Source data
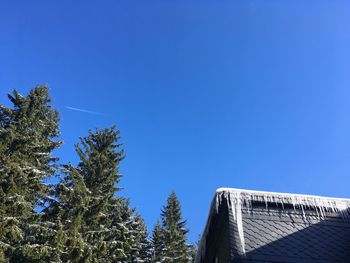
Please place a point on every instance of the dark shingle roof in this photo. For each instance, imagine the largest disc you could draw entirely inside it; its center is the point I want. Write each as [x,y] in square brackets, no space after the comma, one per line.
[248,226]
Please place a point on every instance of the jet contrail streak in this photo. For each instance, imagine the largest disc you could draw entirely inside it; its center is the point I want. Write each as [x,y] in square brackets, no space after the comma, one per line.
[82,110]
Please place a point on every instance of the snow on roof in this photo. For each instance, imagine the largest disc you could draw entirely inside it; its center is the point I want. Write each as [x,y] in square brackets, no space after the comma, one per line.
[237,199]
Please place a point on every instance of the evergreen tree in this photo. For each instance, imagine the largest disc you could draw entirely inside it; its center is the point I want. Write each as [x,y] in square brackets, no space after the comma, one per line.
[28,133]
[103,228]
[171,234]
[140,248]
[157,244]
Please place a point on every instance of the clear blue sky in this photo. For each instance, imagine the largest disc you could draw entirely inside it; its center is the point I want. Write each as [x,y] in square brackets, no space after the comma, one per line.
[207,94]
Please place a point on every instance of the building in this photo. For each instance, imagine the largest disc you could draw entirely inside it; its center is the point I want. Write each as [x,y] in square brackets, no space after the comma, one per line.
[252,226]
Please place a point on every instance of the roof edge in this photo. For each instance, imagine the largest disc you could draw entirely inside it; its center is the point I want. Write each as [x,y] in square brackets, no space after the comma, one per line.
[277,194]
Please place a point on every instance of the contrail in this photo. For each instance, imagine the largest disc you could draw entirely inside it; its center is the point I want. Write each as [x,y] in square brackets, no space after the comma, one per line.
[82,110]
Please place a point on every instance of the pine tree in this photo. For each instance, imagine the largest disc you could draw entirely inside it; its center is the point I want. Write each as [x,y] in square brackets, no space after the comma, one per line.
[157,244]
[103,229]
[28,133]
[140,248]
[171,234]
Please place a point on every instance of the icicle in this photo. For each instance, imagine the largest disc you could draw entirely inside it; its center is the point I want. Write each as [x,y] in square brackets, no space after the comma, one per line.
[238,199]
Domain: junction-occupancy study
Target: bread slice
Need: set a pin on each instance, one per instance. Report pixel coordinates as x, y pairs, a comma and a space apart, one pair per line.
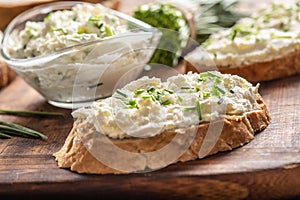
262, 47
85, 151
281, 67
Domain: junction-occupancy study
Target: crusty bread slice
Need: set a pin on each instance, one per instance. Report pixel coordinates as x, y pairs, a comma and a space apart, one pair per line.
237, 130
280, 67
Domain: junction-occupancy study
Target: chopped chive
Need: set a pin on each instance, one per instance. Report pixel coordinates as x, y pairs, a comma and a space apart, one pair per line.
220, 101
108, 31
94, 86
233, 34
205, 94
221, 90
215, 55
218, 80
198, 106
151, 90
215, 92
213, 74
132, 104
58, 29
153, 98
146, 97
179, 98
189, 108
140, 91
79, 31
186, 88
169, 91
93, 19
166, 102
121, 93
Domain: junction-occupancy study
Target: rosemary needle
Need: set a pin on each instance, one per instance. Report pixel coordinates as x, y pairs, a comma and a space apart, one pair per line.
21, 112
21, 130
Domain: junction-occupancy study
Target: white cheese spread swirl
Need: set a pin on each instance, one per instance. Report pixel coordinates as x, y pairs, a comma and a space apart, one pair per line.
271, 32
147, 107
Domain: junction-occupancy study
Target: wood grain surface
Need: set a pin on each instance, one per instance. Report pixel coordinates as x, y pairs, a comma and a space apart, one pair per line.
269, 165
266, 168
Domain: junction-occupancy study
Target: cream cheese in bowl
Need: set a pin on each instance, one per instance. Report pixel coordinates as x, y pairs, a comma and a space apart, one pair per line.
75, 52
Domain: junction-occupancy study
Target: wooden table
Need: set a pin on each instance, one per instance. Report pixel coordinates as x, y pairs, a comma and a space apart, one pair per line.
268, 167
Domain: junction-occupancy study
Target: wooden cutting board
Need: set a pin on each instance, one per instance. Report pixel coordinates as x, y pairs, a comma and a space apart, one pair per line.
268, 167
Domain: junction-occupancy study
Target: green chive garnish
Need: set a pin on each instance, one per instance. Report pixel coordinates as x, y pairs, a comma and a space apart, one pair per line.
179, 98
166, 102
233, 34
108, 31
146, 97
140, 91
151, 90
205, 94
121, 93
132, 104
211, 74
220, 101
186, 88
198, 106
58, 29
189, 108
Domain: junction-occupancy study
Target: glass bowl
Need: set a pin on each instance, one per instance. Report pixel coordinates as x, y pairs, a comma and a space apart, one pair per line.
76, 75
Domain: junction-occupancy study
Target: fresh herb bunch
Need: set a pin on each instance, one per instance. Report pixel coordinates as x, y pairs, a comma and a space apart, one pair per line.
7, 129
174, 28
213, 16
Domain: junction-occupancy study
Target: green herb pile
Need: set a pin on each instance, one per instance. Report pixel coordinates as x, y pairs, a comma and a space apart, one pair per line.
211, 16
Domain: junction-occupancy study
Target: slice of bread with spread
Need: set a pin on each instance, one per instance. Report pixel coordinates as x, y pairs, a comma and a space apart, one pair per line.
148, 124
262, 47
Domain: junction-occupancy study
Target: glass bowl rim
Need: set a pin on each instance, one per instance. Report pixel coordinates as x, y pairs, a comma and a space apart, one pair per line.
49, 7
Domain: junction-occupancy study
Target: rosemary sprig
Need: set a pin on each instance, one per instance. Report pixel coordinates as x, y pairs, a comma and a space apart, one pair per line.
15, 129
22, 112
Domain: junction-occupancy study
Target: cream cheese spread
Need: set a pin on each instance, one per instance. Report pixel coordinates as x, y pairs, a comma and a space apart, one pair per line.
77, 55
271, 32
64, 28
146, 107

**What you have to do**. Exclude the pictures, then write out every record exactly as it stands.

**Response to the exercise**.
Please place a point on every instance of the dark shingle roof in this photo. For each instance, imagine the largest disc you could draw entirely inside it; its center is the point I want. Write each as [x,y] in square brackets, no space after the comma, one per line.
[248,226]
Please place a point on every instance of the jet contrail streak in this photo. For each instance, imagine the largest disc you could draw entirely inside it; its center is the point I want. Write each as [x,y] in square brackets, no space after the comma, one per line.
[82,110]
Please place a point on every instance of the snow on roof in this photo. For each instance, imagine the largest disc you could draw entirely inside it; its center is the point I want. Write each as [x,y] in square brackets, no space after the comma, one per line.
[237,199]
Please place a point on every instance of the evergreen tree in this photo. For each instance, imagine the largest disc you could draw entirely inside it; its center is the point I want. Write each as [x,y] in square brackets, no space after the comma, one per line.
[28,133]
[103,228]
[171,234]
[140,248]
[157,244]
Please place a point on every instance of the clear blue sky in this photo. For each instance, imagine the largest disc you could draw entirely inside it; its center is the point I want. Write each as [x,y] in square brackets, no space after the comma, one per line.
[207,94]
Please place a point on every instance of the building in this photo. For each instance, imagine the largest disc you could draw entirely inside it; its center is the point I want. Write each as [x,y] in square brackets, no space after the comma, one per line.
[252,226]
Please place a point on every instance of the roof edge in this photo. For each instance, imagine the largest disc you could draw entirely inside it; its center is the point I want. Write each as [x,y] in square brackets, no space after the comma, one per line.
[277,194]
Please place a point on every instance of the contrail in this photo. For each instance, imagine the largest disc you could draw entirely inside it; its center is the point I want. Write each as [x,y] in square brackets, no space after the comma, one per line.
[82,110]
Please place a point on every instance of the pine tree in this photo. For each instance, imagine the largest disc you could draw entirely inside it; its center is the point I want. Write each as [x,y] in square brackets, no space after the comma, one per line.
[157,244]
[103,229]
[28,133]
[140,248]
[171,234]
Please place a point on every instance of the icicle in this photo. For each instance, imagine the largest disc you could draw entirely inside it; its center is the point I want. Write each as [x,y] in square brackets, no space after the comma, one per line.
[238,199]
Domain: junction-occupancy study
Target: bread slice
Need: set a pin on each instance, one per instance. Report pixel coordinates as x, y pairs, a comma and a space apart, one pair per line.
262, 47
85, 151
281, 67
Domain: junction-occupancy study
Target: crusty bread slice
Need: set a pin on each instance, one per instance. Report pixel coordinates as x, y pairs, a comma and a space apart, one pair per line.
237, 130
280, 67
Domain: junction-occupancy study
Target: chopped chive
Need: set a pin on each instance, one per instance. Report pixel coordinates as x, y pairs, a comma and a space apart, one pair per line.
220, 101
108, 31
94, 86
233, 34
205, 94
221, 90
215, 55
218, 80
198, 106
151, 90
215, 92
213, 74
132, 104
58, 29
153, 98
146, 97
179, 98
189, 108
140, 91
79, 31
186, 88
169, 91
93, 19
166, 102
121, 93
Domain: junction-occupancy study
Target: rosemary needle
Need: set a pin on each instance, one per instance. Report pixel coordinates as x, y pairs, a comma and a space apart, one pair per line.
21, 112
21, 130
Domain: junction-occupancy study
Target: white cheese spread swirl
Need: set a pin on each instance, one per instance. Report pixel coordinates as x, y pairs, a comma and a space apart, one pair per line.
271, 32
147, 107
Domain: junction-occupancy study
Target: wood grain surface
Need: set a pin on each instance, one per instance. Report pixel coordinates as x, y pairs, a comma and a space apart, one pair per line.
269, 165
266, 168
Domain: junction-occupancy study
Target: cream cheese in bowl
Need: set a pin on each instance, one per instance. Report pixel coordinates as x, y pairs, a comma and a space apart, one pair per line.
75, 52
Domain: junction-occupancy study
Target: wooden table
Need: set a pin on each instance, one per instance. Report pixel coordinates as x, y pairs, a comma and a space apart, one pair per line.
268, 167
Domain: junction-occupancy study
Target: wooden cutting board
Need: set a pin on each instance, one per instance. Report pixel coordinates as x, y pairs, a comma and a space apart, one pair per line.
268, 167
Domain: junction-occupancy study
Target: green chive garnish
Need: set a pin on each instance, one per instance. Report pixel coordinates as x, y pairs, a comma and a space apart, one pair per line.
179, 98
166, 102
233, 34
108, 31
146, 97
140, 91
151, 90
205, 94
121, 93
132, 104
211, 74
220, 101
186, 88
198, 106
58, 29
189, 108
Domain: junction-occupancy study
Target: glass bowl
Need: set a pin on each instance, one per instance. Report pixel coordinates as x, y pairs, a comma and a space apart, one pair per line.
76, 75
Domain: junction-occupancy study
Target: fresh herb bunch
Need: set a pin on each instance, one per instance. Report pixel coordinates as x, y pairs, a comma and a space apart, one pair per line.
7, 129
174, 28
213, 16
Domain: junction-occupancy study
Target: green herb pile
Need: set a pin on each instance, one per instance. Report pixel coordinates as x, y pairs, a comma and a space apart, one pair per line.
211, 16
Domain: junction-occupancy study
Target: slice of bread with spread
Need: set a pin on each instance, one per instance. Report pixel coordinates as x, y pairs, a comma and a space apart, one pair per line.
148, 124
262, 47
Domain: junction-occupancy study
Target: glass bowl rim
Need: set a pin on each instance, one per instance. Report pixel coordinates as x, y pairs, a comma and a space apart, one pair per line.
49, 7
Domain: junction-occupancy study
Target: rosemary sprig
Need: set a pin on each instance, one per instance. Report pixel coordinates as x, y pairs, a comma and a space apart, one pair per line.
15, 129
22, 112
Domain: junction-occupancy study
Target: cream cheese spread
Need: set a pin on each instance, one per instance. Report pixel coordinates as x, y pairs, a comma and a space apart, one pair per line.
77, 55
271, 32
64, 28
146, 107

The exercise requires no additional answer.